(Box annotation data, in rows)
# # #
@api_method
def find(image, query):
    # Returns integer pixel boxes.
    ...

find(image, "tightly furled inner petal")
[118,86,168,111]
# # #
• GIVEN REQUEST:
Please reproduce the material above line for line, with no changes.

• WRITTEN ANSWER:
@api_method
def find(image, query):
    # Returns integer pixel boxes.
    ...

find(image, "tightly furled inner petal")
[118,86,168,111]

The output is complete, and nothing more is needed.